Study text →
....................

In addition, some novel hypotheses were not supported. Although men’s and women’s sexism generally correlated with lower female participation in paid work (HN2), women’s HS did not. This may be because high HS men view women as competitors, whereas high (and low) HS women have a vested interest in gaining financial independence. Thus, although women high in HS may express hostility toward women seeking “power over men,” they may nevertheless view paid work as necessary for women. We also found that BS but not HS predicted the domestic labor gender gap (HN3). In hindsight, this makes sense given that BS extols women’s compliance with traditional roles (e.g., household chores) while HS prohibits status-related role transgressions, such as seeking power, HS becomes less relevant than BS in predicting domestic labor. Finally, HS and BS predicted greater collective violence (HN6a) but not greater individual violence (HN6b). Although individual and collective violence tend to be initiated by men, societies differ greatly in homicide rates due to factors, such as individual gun ownership that may overwhelm the contributions made by sexist attitudes (Hemenway & Miller, 2000).
Of theoretical importance, our findings support AST across more and more diverse (non-WEIRD) nations than tested in prior research (Bareket & Fiske, 2023), extending to specific gender unequal practices (justifying violence against women, gender gaps in paid and domestic labor) at national level of analysis. Perhaps most significantly, we document associations of HS and BS with diverse social dysfunctions affecting both sexes across various consequential domains: authoritarian politics, collective violence, lower economic productivity, and poorer health. The unique national-level perspective and insights suggest that recent Bareket and Fiske’s (2023) model integrating AST research could be usefully extended from individual to country-level processes and from focus on implications of sexism for women to those for men. Going beyond AST, there is a question of whether the interplay of the iron fist (hostility) and velvet glove (benevolence) can similarly be documented at national level for other system justification ideologies (e.g., Jackman, 1994), such as racism or homoprejudice? Further large cross-cultural investigations are needed to answer this theoretical question.
Of practical importance, our results, almost 30 years after AST’s inception, support its contentions about how HS and BS interact to justify and reinforce gender inequality. Yet these dynamics, which include both sexism’s influence and resistance to it, offer hope and a potential blueprint for change by puncturing the BS protection racket. National policies enforcing formal protection for women (e.g., laws that reduce violence toward women or enforcing workplace equality) can free women to more effectively resist inequality. Reducing threats from men should theoretically increase women’s resistance toward HS and decrease their perceived need to endorse BS. Future research aimed at documenting temporal patterns in sexist ideologies and equality indices, and the effects of sexism on men (still severely under-researched; Bareket & Fiske, 2023) could reveal the most effective drivers of change.

....................

Listed entries →
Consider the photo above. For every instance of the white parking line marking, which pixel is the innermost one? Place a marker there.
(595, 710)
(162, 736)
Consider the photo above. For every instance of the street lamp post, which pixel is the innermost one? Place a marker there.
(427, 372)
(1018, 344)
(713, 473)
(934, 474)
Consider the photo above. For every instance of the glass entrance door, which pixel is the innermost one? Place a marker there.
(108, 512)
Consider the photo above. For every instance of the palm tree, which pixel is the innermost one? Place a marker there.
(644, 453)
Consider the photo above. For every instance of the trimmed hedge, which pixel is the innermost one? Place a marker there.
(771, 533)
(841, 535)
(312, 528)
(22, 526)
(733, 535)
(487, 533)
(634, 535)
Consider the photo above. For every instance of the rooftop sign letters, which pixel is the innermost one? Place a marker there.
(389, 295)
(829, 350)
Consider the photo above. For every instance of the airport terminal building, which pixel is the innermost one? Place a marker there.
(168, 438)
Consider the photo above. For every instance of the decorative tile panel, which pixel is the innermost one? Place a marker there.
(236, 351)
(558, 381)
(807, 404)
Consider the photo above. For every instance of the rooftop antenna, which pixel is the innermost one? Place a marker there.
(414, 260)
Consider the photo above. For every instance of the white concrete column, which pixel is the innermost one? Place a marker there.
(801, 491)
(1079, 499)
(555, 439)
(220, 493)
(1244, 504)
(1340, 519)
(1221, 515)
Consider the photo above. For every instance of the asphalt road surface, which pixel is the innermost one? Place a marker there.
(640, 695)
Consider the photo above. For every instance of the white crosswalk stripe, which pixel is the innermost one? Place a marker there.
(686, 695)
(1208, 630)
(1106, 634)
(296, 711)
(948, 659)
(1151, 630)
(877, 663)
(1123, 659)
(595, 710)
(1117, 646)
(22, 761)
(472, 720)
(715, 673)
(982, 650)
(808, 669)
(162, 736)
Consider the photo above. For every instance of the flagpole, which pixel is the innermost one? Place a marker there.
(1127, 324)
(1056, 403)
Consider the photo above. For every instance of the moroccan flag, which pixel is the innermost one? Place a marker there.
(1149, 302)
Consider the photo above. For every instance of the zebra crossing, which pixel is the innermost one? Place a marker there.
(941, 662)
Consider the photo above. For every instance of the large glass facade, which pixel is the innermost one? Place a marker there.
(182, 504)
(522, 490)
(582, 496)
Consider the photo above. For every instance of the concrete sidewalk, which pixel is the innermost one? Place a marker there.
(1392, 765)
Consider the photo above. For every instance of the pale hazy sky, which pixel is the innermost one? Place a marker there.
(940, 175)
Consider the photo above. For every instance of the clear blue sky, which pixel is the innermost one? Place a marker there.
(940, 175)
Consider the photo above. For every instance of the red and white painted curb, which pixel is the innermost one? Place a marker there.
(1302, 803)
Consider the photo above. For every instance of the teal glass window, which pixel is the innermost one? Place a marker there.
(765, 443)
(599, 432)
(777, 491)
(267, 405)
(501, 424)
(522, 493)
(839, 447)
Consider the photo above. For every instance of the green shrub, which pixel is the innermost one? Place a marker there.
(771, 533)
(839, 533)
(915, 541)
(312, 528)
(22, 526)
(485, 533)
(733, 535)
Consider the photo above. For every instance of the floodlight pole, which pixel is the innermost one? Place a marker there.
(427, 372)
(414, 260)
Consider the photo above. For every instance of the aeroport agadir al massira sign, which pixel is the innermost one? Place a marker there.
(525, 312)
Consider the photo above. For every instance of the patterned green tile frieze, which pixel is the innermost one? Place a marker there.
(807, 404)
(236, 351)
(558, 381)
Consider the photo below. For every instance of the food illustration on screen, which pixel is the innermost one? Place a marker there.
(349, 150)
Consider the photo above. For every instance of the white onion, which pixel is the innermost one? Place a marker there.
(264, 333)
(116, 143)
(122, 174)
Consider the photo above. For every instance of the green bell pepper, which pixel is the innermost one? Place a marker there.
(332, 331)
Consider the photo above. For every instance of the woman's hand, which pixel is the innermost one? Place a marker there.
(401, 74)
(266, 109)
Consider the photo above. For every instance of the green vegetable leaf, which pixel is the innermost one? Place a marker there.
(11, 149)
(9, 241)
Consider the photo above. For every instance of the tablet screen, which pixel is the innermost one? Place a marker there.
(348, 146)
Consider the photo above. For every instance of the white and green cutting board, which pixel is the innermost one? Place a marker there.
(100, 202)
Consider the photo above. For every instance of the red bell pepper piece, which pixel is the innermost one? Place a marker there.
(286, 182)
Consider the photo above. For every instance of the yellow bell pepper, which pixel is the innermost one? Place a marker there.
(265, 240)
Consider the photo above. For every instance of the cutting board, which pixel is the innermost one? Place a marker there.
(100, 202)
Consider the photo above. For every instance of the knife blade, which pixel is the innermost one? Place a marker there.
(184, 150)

....................

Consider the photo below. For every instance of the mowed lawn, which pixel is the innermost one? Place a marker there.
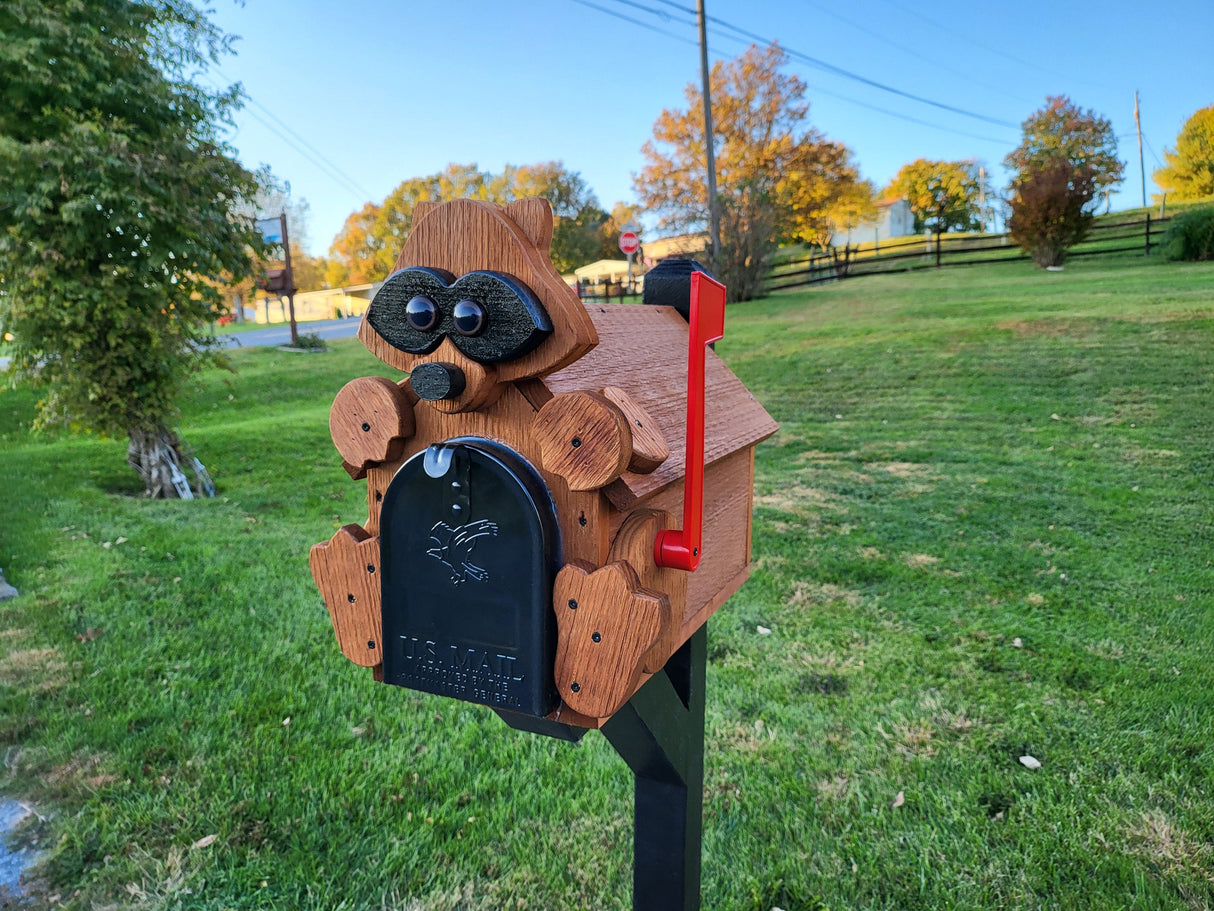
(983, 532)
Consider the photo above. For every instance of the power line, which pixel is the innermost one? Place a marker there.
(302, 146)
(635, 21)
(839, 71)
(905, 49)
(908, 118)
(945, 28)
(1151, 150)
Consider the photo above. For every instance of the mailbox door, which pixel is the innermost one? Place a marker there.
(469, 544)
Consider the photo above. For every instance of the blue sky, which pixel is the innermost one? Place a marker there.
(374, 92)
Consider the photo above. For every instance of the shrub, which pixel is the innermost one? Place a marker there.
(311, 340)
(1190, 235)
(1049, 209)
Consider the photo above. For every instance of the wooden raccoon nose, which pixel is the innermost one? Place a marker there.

....................

Exercise set →
**a.** Using the passage on hostile and benevolent sexism, say whether each statement agrees with it. Give yes or no for each, and quote the words that decide it.
(i) Women's hostile sexism correlated with lower female participation in paid work.
(ii) Benevolent sexism, but not hostile sexism, predicted the domestic labor gender gap.
(iii) Hostile and benevolent sexism predicted greater individual violence.
**b.** Pick up the passage on hostile and benevolent sexism after its last sentence, and continue writing it.
You can leave the listing aside.

Task results →
**a.**
(i) No: "Although men’s and women’s sexism generally correlated with lower female participation in paid work (HN2), women’s HS did not."
(ii) Yes: "We also found that BS but not HS predicted the domestic labor gender gap (HN3)."
(iii) No: "Finally, HS and BS predicted greater collective violence (HN6a) but not greater individual violence (HN6b)."

**b.**
Strengths and Limitations
This case presents the most comprehensive cross-national examination of ambivalent sexism, across a third of the world’s nations. Newer statistical techniques used here demonstrated psychometric isomorphism for the ASI, justifying cross-national comparisons. Impressively, we replicated all core AST findings 20 years after Glick et al.’s (2000, 2004) foundational studies. Furthermore, our relatively young and homogeneous samples (mainly undergraduates) should have limited confounds and also suggest that ambivalently sexist ideologies will continue to inhibit gender equality well into the future.
Nevertheless, our findings remain correlational and therefore cannot definitively test AST’s causal hypotheses. Other methodologies, however, help to fill this gap. For example, longitudinal studies show that endorsing BS influences women to accept HS (Sibley et al., 2007). Experiments show that women exposed to BS evinced increased system justification and reduced collective action (Becker & Wright, 2011; Jost & Kay, 2005). By contrast, women exposed to bogus poll results that men strongly endorse HS showed increased BS, supporting the protection racket hypothesis (Fischer, 2006).
Using short ASI scales created another limitation: reduced reliability, especially for BS, which has three subfactors (compared with HS’s unitary structure). Lower reliability, however, should have attenuated (not increased) BS’s correlations with other variables. Furthermore, the consistency between current and past cross-national studies increases confidence in our findings, suggesting that the three-item BS scale assessed the intended construct. Most reassuringly, multilevel CFA yielded stable results after removing the 32 countries where scale reliability coefficients did not meet the 0.6 criterion (see Footnote 3).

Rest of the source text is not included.